● Source records:
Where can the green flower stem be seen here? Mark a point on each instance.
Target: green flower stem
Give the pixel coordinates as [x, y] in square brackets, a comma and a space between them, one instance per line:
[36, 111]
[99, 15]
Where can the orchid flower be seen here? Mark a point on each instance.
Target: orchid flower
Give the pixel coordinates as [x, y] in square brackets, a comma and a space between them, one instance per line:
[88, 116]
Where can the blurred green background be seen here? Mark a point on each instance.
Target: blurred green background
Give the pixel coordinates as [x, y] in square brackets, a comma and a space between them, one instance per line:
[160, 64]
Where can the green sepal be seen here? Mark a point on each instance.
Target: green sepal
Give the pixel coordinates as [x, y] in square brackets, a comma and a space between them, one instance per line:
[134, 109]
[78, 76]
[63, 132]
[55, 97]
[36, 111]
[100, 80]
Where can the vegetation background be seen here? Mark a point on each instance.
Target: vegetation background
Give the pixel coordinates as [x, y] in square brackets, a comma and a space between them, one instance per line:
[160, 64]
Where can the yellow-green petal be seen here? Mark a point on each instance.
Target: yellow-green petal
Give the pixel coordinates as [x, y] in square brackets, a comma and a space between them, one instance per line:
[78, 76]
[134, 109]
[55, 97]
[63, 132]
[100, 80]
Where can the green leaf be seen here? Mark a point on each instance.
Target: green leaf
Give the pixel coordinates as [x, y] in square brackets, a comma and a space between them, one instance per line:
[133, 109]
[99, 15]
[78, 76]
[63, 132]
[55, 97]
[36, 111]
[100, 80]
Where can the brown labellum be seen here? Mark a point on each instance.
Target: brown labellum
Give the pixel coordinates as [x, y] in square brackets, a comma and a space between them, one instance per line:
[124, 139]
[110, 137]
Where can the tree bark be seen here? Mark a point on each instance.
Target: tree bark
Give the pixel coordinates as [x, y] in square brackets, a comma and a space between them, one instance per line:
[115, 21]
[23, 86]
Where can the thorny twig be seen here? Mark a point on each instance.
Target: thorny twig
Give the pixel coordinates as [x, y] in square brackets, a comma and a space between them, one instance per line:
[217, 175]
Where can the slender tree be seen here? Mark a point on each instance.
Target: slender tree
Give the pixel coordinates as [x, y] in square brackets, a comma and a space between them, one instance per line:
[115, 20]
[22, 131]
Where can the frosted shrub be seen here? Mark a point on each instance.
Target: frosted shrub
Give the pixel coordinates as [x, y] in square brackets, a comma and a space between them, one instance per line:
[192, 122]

● Aim of the exercise:
Can you output every line of the records above as a JSON list of strings, one string per line, with blank lines left out?

● Finished answer:
[
  "Where can the green flower stem be seen here? Mark a point on each instance.",
  "Target: green flower stem",
  "Give the pixel coordinates as [x, y] in square brackets, a comma and a space between them, one instance per line:",
  "[36, 111]",
  "[99, 15]",
  "Where can the orchid flower be seen here? Mark a point on each instance.",
  "Target: orchid flower",
  "Give the pixel coordinates as [x, y] in square brackets, a comma and a space between them, one instance per line:",
  "[88, 116]",
  "Where can the blurred green background be seen here? Mark a point on each instance.",
  "Target: blurred green background",
  "Give the pixel coordinates as [x, y] in square brackets, a comma and a space between them, one instance per line:",
  "[160, 64]",
  "Where can the green sepal be seen here? Mark a point on each instance.",
  "Target: green sepal",
  "Give the pixel coordinates as [x, y] in square brackets, a comma and a space between them, one instance per line:",
  "[134, 109]",
  "[78, 76]",
  "[63, 132]",
  "[55, 97]",
  "[36, 111]",
  "[100, 80]",
  "Where can the vegetation background be seen here? Mark a point on each instance.",
  "Target: vegetation background",
  "Give the pixel coordinates as [x, y] in square brackets, a comma and a space between them, one instance per line:",
  "[160, 64]",
  "Where can the yellow-green petal be seen here? Mark a point on each instance.",
  "Target: yellow-green petal",
  "Give the pixel coordinates as [x, y] in square brackets, a comma and a space between them, one instance per line:",
  "[78, 76]",
  "[134, 109]",
  "[55, 97]",
  "[63, 132]",
  "[100, 80]",
  "Where can the green leaf be seen here? Mark a point on each instance.",
  "Target: green leaf",
  "Give the pixel coordinates as [x, y] in square brackets, a comma and a space between them, one instance per line:",
  "[133, 109]",
  "[99, 15]",
  "[78, 76]",
  "[63, 132]",
  "[55, 97]",
  "[36, 111]",
  "[100, 80]",
  "Where can the brown labellum be seen here? Mark a point on each instance.",
  "Target: brown labellum",
  "Give the pixel coordinates as [x, y] in square brackets, a comma and a space between them, one instance per line:",
  "[124, 139]",
  "[110, 137]",
  "Where can the tree bark be seen here? Mark a point on each instance.",
  "Target: tree bark",
  "Give the pixel coordinates as [x, y] in square brackets, a comma and a space between them, one instance per line:",
  "[115, 21]",
  "[23, 86]",
  "Where can the thorny twig be seen here? Mark a point on each instance.",
  "Target: thorny twig",
  "Give the pixel coordinates as [x, y] in square brackets, a comma and a space between them, one instance per line:",
  "[217, 175]",
  "Where can the slender tree be seen here? Mark a point on each instance.",
  "Target: slender tree",
  "Give the pixel coordinates as [x, y] in square brackets, a comma and a space between them, one instance per line:",
  "[115, 20]",
  "[22, 131]",
  "Where can the frosted shrub be seen here? Mark a point on each instance.",
  "Target: frosted shrub",
  "Give the pixel coordinates as [x, y] in square brackets, a comma and a space between them, one instance per line:",
  "[192, 122]"
]